* Your goal *
Reproduce the line that contains "Where can you spot the stone wall?" and every line after it through the end of the records, exactly, with nothing added.

—————

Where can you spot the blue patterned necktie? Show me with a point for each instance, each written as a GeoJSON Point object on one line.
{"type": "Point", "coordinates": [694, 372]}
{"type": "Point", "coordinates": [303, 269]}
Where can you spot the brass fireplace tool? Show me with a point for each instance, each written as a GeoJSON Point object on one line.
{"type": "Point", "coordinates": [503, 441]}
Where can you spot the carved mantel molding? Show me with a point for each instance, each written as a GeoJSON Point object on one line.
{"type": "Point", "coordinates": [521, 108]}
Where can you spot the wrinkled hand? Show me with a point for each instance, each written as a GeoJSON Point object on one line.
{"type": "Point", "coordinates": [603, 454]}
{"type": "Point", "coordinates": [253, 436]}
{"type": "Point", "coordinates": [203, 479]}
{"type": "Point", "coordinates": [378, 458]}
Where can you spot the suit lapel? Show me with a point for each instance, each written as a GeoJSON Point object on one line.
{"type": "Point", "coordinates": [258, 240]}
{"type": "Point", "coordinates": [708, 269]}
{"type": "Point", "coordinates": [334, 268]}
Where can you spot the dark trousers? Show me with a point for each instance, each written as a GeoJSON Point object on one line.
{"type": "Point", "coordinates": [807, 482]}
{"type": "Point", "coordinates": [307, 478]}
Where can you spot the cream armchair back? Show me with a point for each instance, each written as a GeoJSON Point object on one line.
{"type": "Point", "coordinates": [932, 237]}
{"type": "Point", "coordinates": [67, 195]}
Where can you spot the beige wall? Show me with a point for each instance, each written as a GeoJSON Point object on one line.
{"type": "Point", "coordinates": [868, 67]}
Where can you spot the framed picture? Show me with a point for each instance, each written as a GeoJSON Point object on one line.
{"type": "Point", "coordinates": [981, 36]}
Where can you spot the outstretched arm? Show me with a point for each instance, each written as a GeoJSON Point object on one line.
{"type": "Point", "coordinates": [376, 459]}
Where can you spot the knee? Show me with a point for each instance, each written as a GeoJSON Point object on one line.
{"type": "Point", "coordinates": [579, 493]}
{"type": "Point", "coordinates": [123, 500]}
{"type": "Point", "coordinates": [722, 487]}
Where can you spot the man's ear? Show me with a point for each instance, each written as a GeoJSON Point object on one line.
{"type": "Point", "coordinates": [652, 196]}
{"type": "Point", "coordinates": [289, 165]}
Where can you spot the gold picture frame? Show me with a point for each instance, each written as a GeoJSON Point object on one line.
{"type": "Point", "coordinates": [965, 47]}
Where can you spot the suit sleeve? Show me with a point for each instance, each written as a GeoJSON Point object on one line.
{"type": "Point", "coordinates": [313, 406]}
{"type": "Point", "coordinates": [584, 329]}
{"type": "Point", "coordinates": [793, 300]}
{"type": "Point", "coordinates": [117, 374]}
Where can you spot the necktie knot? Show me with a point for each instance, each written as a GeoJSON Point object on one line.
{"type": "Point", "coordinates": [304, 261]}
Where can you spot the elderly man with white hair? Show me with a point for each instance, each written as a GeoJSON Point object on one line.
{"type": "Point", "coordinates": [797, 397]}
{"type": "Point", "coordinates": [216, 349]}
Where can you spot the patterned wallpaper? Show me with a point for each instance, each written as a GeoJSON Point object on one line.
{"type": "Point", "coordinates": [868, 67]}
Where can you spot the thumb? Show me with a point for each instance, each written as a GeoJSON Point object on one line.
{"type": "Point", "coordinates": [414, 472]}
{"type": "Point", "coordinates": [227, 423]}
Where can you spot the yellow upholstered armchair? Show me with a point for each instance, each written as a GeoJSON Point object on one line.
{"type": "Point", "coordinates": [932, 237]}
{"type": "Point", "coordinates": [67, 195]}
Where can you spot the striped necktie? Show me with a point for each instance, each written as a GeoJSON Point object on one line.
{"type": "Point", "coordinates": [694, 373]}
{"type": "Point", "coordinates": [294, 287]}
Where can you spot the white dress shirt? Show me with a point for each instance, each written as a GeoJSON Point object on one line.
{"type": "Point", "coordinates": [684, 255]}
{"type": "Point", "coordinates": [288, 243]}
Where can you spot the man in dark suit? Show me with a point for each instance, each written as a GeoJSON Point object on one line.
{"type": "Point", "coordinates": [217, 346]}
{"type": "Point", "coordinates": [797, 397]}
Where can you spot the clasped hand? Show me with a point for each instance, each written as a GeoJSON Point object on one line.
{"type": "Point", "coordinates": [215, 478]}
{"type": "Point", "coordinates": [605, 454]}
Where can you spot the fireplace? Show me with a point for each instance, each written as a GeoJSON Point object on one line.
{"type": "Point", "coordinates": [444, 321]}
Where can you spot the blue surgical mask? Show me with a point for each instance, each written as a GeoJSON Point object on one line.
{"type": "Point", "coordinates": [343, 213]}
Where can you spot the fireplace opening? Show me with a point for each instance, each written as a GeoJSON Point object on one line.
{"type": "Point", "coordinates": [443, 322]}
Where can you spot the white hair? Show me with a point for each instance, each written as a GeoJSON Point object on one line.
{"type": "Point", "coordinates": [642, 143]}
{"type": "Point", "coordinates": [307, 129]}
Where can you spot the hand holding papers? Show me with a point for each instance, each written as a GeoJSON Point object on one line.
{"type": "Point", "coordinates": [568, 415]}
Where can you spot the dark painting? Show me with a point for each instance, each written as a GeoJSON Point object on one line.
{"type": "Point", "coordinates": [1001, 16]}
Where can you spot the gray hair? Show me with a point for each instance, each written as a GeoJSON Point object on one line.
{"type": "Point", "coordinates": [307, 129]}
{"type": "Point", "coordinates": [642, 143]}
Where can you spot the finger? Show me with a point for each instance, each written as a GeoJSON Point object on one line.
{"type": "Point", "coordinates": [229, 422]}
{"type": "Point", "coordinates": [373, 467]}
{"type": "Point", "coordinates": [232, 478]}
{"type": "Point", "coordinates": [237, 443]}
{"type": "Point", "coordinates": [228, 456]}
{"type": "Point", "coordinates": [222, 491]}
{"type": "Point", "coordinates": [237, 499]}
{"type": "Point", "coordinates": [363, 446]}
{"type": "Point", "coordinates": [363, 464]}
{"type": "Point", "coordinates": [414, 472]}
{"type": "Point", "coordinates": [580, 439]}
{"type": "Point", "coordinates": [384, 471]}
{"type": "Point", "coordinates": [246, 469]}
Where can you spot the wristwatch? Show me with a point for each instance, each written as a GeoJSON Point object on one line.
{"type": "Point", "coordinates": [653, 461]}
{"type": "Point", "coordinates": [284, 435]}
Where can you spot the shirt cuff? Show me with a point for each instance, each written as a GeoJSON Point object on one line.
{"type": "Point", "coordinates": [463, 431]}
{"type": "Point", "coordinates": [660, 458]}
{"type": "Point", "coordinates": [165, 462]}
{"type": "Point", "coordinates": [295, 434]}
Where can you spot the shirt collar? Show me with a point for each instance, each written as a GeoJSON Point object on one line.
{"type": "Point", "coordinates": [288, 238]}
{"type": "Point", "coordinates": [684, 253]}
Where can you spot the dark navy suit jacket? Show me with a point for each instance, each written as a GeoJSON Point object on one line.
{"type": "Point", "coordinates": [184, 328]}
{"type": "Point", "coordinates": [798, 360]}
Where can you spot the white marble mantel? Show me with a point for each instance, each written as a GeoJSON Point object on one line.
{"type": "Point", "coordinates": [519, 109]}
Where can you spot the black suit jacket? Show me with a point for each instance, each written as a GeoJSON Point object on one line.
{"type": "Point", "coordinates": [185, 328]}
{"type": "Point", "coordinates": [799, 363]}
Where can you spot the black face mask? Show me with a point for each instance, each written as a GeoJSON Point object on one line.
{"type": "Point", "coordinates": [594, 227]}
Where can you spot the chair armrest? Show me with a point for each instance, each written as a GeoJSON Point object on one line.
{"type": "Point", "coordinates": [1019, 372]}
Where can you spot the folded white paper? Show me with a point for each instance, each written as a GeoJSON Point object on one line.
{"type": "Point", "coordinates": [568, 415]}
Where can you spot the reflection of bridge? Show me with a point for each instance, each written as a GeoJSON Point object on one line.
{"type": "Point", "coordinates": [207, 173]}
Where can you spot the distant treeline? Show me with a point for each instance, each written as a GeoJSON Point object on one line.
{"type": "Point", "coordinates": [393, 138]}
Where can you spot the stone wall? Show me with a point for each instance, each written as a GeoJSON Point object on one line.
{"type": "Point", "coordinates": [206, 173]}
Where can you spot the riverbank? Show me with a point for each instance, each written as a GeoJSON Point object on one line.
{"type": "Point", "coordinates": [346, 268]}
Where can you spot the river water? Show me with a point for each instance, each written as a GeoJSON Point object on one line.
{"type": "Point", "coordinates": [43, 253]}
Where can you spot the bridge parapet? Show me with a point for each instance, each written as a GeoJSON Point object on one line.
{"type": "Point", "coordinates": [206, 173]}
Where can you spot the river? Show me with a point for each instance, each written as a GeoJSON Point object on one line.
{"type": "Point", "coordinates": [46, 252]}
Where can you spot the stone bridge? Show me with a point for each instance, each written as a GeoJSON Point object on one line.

—————

* Solution to the exercise *
Where can you spot the stone wall? Show me with a point for each instance, each written as a GeoJSON Point object on one line.
{"type": "Point", "coordinates": [206, 173]}
Where can you spot the riverbank? Show me with a point for each instance, each written as a GeoJSON Point object on one line.
{"type": "Point", "coordinates": [346, 268]}
Where can you spot the river water? Show me with a point for each instance, each written as a GeoJSON Point object on one line.
{"type": "Point", "coordinates": [43, 253]}
Where can you spot the bridge parapet? Show me with a point for each instance, each written as a GeoJSON Point object on one line.
{"type": "Point", "coordinates": [206, 173]}
Where can you spot the river? Show me with a point for each instance, each written as a GeoJSON Point object on one line.
{"type": "Point", "coordinates": [46, 252]}
Where can you spot the stone bridge? Show me with a point for each instance, each written as a GeoJSON Point object on one line.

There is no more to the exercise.